Exercises to complete:
• a. List every point the essay on teen suicide states about Adam.
• b. Quote the essay on teen suicide from "The uniqueness of" up to and including "case for Adam.".
• c. Summarize the essay on teen suicide in two sentences.

━━ Page excerpt

Recently another parent clumsily asked me how to stop suicide. While I didn’t appreciate the manner in which he went about his question I can certainly understand his fear. Since Adam’s death I have noted a number of suicides among teens and young adults and it troubles me whenever this occurs because I know the pain parents feel when losing their child especially in this manner.
I recently read an article titled “My Teen daughter died by suicide; here is what I want you to know”. As I read the article there were a few things that were similar to Adam but for the most part her experience was completely different than mine. This tracks to other conversations I have had with other parents who have lost children to suicide. Adam did offer us a few clues but they were very subtle. There was little to nothing to indicate he planned his suicide in advance. Other parents have shared that there was extensive planning around their children’s suicides. I am fairly certain that while there may be some common threads each case is somewhat unique depending upon the person and the circumstances.
The uniqueness of each suicide makes it really difficult to provide hard and fast rules around what can be done to prevent suicide in teens or even detect that it is in your child’s mind. Given the media coverage and the number of teen suicides each year it is highly likely your child has at least turned over the thought in their mind and you would be surprised at how young an age this starts popping up. Obviously, mental health plays a role in how seriously suicide is considered but there are definitely many cases where mental illness was not diagnosed prior to suicide. Even when mental illness is diagnosed and treated there is still risk as was the case for Adam.
The point of this article is that there really is no easy way to know or to stop teen suicide or suicide for anyone. It can be impulsive or planned in secret and if a person is determined to end their life you will have difficulty stopping them. I can share what I think is the most important ingredient from my experience to prevent suicide or at least to provide comfort for the survivors of suicide; time.

━━━━
━━ Source data

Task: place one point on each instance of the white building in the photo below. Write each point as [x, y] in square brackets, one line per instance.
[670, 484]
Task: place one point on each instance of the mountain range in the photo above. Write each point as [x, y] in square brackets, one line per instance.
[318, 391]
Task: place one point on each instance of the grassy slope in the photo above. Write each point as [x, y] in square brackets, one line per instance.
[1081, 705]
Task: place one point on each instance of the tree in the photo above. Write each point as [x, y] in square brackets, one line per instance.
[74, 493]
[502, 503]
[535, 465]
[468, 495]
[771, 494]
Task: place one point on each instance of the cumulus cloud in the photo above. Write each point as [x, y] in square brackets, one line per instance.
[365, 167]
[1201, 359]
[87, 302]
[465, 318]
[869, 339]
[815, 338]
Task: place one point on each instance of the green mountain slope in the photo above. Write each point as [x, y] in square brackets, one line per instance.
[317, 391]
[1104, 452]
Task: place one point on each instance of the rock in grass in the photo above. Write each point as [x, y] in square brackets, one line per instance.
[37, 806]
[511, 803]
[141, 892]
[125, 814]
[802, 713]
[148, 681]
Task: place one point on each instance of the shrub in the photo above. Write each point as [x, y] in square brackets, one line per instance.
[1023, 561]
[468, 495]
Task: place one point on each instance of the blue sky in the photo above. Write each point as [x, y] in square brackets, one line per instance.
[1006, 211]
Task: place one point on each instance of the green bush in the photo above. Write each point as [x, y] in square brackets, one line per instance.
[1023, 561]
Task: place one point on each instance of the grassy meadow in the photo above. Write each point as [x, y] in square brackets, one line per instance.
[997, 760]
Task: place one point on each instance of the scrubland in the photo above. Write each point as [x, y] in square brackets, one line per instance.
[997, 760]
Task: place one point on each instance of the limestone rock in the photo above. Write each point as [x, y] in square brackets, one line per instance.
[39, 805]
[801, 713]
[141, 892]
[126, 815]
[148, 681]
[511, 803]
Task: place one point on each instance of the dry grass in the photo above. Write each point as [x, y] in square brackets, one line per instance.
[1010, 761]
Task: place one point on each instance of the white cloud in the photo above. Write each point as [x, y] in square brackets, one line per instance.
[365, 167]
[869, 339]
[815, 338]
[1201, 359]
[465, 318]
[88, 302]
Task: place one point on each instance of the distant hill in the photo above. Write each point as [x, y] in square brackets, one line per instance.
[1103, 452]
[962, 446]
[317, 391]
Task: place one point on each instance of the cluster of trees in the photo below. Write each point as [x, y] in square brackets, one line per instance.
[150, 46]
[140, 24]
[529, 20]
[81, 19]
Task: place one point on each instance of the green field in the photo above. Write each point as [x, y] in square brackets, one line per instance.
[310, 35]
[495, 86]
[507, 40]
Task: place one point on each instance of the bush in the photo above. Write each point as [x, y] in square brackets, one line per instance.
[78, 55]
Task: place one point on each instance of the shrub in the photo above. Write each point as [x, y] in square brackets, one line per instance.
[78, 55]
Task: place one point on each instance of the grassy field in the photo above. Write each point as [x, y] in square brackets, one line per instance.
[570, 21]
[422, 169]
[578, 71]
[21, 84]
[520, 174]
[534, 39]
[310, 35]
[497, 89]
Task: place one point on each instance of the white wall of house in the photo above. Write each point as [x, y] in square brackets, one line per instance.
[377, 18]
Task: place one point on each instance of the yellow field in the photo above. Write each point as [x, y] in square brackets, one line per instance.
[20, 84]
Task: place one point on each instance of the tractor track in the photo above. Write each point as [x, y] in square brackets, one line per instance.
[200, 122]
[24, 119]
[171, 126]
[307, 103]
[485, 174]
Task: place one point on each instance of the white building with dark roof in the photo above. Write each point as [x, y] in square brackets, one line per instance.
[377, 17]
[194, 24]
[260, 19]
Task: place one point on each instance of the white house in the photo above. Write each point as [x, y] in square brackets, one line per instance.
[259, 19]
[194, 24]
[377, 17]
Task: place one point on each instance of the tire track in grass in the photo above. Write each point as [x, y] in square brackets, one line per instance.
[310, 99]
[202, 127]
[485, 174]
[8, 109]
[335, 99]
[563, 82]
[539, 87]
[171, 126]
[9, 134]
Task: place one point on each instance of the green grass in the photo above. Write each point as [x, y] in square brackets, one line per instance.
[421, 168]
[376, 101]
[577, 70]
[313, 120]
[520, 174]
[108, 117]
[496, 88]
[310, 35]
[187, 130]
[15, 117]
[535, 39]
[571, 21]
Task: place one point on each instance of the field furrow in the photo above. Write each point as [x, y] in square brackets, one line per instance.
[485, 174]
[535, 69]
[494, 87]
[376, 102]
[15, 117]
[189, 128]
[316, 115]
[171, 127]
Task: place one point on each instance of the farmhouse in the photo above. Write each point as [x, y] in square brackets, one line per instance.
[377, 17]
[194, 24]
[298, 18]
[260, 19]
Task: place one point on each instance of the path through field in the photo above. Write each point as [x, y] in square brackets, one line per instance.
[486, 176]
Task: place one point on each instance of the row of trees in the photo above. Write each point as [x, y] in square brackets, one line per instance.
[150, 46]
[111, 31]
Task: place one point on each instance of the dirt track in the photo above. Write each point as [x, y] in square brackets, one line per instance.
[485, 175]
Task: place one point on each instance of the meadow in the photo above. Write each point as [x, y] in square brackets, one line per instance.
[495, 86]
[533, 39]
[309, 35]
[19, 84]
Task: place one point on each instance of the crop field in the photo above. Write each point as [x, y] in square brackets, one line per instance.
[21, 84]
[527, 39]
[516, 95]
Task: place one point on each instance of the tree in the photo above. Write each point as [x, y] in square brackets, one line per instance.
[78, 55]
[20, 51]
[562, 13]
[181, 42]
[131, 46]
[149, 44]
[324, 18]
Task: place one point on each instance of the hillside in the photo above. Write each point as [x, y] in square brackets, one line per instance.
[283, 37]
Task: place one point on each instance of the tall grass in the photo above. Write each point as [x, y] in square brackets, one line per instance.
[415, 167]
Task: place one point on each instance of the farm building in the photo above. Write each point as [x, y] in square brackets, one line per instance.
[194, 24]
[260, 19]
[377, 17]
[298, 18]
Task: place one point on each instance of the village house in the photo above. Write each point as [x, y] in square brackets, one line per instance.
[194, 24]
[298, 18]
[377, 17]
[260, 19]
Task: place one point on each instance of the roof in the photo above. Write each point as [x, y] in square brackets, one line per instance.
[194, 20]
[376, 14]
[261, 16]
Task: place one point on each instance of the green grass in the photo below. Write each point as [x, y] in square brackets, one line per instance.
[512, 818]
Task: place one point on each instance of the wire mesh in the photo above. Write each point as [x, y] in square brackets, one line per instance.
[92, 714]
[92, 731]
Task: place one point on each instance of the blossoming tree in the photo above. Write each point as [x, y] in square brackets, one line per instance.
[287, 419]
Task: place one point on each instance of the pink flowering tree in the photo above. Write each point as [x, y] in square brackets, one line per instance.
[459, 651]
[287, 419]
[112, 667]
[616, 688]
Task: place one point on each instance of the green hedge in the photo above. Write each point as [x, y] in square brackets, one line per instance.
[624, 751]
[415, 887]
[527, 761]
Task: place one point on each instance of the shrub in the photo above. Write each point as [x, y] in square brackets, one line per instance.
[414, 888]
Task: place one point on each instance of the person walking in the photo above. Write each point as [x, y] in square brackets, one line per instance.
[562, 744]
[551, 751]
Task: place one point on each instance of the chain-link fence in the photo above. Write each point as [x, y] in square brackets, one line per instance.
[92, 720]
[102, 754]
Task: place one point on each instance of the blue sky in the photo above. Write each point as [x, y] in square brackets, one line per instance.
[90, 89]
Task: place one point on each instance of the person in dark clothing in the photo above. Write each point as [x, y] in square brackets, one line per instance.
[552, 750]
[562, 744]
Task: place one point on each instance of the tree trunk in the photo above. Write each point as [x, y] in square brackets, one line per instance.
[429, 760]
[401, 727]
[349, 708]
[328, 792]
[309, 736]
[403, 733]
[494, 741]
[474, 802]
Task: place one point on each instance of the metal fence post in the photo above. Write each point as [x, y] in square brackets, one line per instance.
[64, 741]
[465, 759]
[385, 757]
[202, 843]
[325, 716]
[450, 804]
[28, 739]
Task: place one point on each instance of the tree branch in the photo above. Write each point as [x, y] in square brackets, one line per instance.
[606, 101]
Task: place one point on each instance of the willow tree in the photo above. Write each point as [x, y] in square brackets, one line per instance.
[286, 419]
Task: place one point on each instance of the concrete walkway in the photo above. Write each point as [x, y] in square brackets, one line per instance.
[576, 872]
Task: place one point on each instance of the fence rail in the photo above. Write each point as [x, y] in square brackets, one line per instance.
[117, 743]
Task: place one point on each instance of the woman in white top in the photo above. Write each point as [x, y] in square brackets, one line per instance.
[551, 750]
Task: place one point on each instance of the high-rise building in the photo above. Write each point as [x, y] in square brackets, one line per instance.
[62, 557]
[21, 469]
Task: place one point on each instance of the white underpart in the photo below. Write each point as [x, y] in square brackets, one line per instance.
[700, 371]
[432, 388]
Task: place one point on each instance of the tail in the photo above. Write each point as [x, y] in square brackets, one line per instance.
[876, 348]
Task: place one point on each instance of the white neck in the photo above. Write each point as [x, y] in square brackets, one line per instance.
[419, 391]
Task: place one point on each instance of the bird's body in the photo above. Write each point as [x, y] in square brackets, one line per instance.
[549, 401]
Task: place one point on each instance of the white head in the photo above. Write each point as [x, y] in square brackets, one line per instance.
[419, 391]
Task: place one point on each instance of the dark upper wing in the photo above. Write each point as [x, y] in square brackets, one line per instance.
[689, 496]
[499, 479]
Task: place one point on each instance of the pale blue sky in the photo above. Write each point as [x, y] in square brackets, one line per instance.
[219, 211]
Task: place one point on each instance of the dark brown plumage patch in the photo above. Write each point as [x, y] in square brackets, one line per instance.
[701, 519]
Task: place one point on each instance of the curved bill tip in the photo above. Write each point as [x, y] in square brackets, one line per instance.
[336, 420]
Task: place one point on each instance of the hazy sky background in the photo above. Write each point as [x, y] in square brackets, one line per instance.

━━━━

Responses:
• a.
- His death came before the suicides among teens and young adults that the writer has since noted.
- A few things in the article about the teen daughter were similar to Adam.
- He offered a few clues, but they were very subtle.
- There was little to nothing to indicate that he planned his suicide in advance.
- His case shows that risk remains even when mental illness is diagnosed and treated.

• b.
The uniqueness of each suicide makes it really difficult to provide hard and fast rules around what can be done to prevent suicide in teens or even detect that it is in your child’s mind. Given the media coverage and the number of teen suicides each year it is highly likely your child has at least turned over the thought in their mind and you would be surprised at how young an age this starts popping up. Obviously, mental health plays a role in how seriously suicide is considered but there are definitely many cases where mental illness was not diagnosed prior to suicide. Even when mental illness is diagnosed and treated there is still risk as was the case for Adam.

• c. Each suicide is largely unique: some involve extensive planning, while Adam gave only subtle clues and little sign of advance planning. Because risk persists even when mental illness is diagnosed and treated, there is no easy way to detect or stop suicide, though the writer considers time the most important ingredient for prevention or for comforting survivors.